Album photo de 15 planches de carton fort, ajourées de part en part (1 fenêtre par page).

Couverture de cuir rouge frappé, tranches dorées ; fermoirs métalliques absents, trois des quatre tenants restent mais pas les accroches ; gardes en papier fin strié et gondolé.

20 photographies fin XIXe, format carte de visite, différents portraits (hommes, femmes, femmes âgées, bustes ou plain-pied, assis et debout) ; seules les trois photographies issues du photographe A. C. BAUDELAIRE ont le verso visible (pas de photo ou de feuillet de l’autre côté de l’ajour), elles sont significativement disposées, en première page (de dos, de sorte que la première page fasse paraître «Baudelaire») et en double page entre les pages 3 et 4.

Quelques photographies légèrement modifiées au stylo à bille noir ou à la mine de graphite.

::::

OBJECTIFS:
1 – Pouvez-vous condenser sous forme de liste le paragraphe de la description de l'album photo qui commence par « 20 photographies fin XIXe », sans perdre ses faits principaux ?
2 – Pourriez-vous rédiger la suite de la description de l'album photo, à partir de sa dernière phrase ?

::::

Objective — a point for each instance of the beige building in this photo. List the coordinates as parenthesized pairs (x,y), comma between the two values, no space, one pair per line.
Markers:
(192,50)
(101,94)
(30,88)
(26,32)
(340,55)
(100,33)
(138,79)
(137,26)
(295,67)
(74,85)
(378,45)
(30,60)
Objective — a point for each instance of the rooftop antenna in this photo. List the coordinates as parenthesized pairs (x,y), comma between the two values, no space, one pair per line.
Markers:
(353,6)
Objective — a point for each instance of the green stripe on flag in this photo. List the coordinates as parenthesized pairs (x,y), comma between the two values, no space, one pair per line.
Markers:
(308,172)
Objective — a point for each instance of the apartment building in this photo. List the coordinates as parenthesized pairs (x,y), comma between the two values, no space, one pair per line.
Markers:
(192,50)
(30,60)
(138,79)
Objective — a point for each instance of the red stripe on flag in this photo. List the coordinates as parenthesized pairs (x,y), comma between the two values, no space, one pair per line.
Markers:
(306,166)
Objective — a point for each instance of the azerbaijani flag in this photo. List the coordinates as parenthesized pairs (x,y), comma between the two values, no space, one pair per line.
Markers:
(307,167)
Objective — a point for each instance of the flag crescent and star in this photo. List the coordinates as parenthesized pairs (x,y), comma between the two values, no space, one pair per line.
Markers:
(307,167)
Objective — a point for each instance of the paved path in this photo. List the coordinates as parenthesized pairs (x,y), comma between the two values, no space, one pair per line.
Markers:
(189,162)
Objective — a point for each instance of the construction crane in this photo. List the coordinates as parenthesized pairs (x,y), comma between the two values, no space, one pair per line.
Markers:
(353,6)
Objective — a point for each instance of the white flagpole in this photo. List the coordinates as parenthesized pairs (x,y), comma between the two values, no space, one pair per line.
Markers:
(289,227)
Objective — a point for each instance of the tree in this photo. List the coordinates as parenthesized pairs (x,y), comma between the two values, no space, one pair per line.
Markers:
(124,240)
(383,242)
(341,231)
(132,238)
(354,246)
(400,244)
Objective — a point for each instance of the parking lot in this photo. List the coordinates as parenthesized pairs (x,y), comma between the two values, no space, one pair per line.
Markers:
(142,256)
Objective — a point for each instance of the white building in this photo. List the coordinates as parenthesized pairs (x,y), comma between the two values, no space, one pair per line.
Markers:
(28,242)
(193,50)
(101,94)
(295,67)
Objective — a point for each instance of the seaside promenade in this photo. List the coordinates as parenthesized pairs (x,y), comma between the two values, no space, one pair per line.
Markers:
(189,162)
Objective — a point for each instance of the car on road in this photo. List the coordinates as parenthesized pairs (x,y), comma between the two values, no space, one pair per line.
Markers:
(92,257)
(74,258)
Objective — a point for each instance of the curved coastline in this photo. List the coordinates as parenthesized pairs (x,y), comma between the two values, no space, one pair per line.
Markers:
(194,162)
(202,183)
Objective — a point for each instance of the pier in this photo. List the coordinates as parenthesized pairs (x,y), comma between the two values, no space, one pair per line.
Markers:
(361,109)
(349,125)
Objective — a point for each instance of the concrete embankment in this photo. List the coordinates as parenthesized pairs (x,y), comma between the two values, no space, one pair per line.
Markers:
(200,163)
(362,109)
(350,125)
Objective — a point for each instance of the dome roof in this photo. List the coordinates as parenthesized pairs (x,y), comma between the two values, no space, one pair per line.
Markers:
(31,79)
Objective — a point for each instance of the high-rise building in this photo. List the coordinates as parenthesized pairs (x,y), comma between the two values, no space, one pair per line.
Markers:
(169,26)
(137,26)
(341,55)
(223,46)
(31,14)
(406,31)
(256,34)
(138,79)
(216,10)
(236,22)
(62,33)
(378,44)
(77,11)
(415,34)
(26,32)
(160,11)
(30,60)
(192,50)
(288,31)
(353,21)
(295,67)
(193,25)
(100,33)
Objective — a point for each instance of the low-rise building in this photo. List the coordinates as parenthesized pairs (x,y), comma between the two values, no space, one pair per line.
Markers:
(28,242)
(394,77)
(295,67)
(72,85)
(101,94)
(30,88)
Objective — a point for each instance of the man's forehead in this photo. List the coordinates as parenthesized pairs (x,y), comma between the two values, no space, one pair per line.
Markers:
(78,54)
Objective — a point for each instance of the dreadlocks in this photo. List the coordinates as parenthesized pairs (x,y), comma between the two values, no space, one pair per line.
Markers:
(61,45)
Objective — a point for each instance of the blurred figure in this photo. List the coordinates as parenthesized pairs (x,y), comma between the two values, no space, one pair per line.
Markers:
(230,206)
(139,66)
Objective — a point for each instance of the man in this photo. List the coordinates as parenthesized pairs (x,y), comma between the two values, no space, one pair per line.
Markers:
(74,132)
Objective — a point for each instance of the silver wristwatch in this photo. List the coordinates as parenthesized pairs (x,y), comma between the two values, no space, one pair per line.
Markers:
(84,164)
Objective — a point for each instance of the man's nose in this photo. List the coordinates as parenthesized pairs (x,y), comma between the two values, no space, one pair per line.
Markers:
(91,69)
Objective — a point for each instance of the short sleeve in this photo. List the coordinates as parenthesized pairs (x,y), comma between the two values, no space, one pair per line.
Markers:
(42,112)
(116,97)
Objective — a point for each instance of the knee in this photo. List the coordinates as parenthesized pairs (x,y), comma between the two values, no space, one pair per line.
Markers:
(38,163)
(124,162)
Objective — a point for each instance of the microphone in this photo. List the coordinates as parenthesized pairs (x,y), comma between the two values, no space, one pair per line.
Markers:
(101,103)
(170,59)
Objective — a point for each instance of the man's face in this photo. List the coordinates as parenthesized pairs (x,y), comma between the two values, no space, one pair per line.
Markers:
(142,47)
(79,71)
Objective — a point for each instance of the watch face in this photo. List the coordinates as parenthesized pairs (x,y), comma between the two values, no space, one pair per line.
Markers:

::::

LISTE DES RÉPONSES:
1 –
- 20 photographies de la fin du XIXe siècle, au format carte de visite.
- Portraits variés : hommes, femmes, femmes âgées ; bustes ou plain-pied ; sujets assis et debout.
- Seules les trois photographies du photographe A. C. BAUDELAIRE ont le verso visible, car il n'y a ni photo ni feuillet de l'autre côté de l'ajour.
- Ces trois photographies sont disposées de façon significative : l'une en première page, de dos, pour faire paraître « Baudelaire », les autres en double page entre les pages 3 et 4.

2 –
Pour les deux premiers tiers de l’album : texte autographe, à la mine de graphite, en capitales, sur la partie inférieur des doubles pages, à cheval sur le pli central ; à partir du dernier tiers de l’album : texte autographe, «aux petits points», en capitales à l’encre blanche sur 6 feuilles de papier canson noir, format carte de visiste, inséré dans les ajours sans photos ; dernier ajour : rempli au verso par un feuillet de canson noir vide.

Retranscription du poème en capitales à la mine de graphite sur le recto de la dernière garde.

Le «,,JEU’’ sans ,,U’’ /// (NI ,,T’’) de L’ANGE «JE» est un jeu de piste en déroute. L’unité de l’album, du texte, du sens et du rapport qu’engagent texte et photographie, est mise à mal par l’irruption spontanée des données, qui à la fois s’attirent entre elles et se repoussent. «Tu» et «je» s’emmêlent, dans ce jeu que l’album suivant (DÉ-MONOLOGUE HORS DE SOI, n°22’) annonce comme une «SCIENCE DE LA PERTE / DE SOI».

Transcription

(« | » = indique un passage de la page de gauche à la page de droite ; le texte souligné dans la transcription est écrit aux petits points blancs sur noir)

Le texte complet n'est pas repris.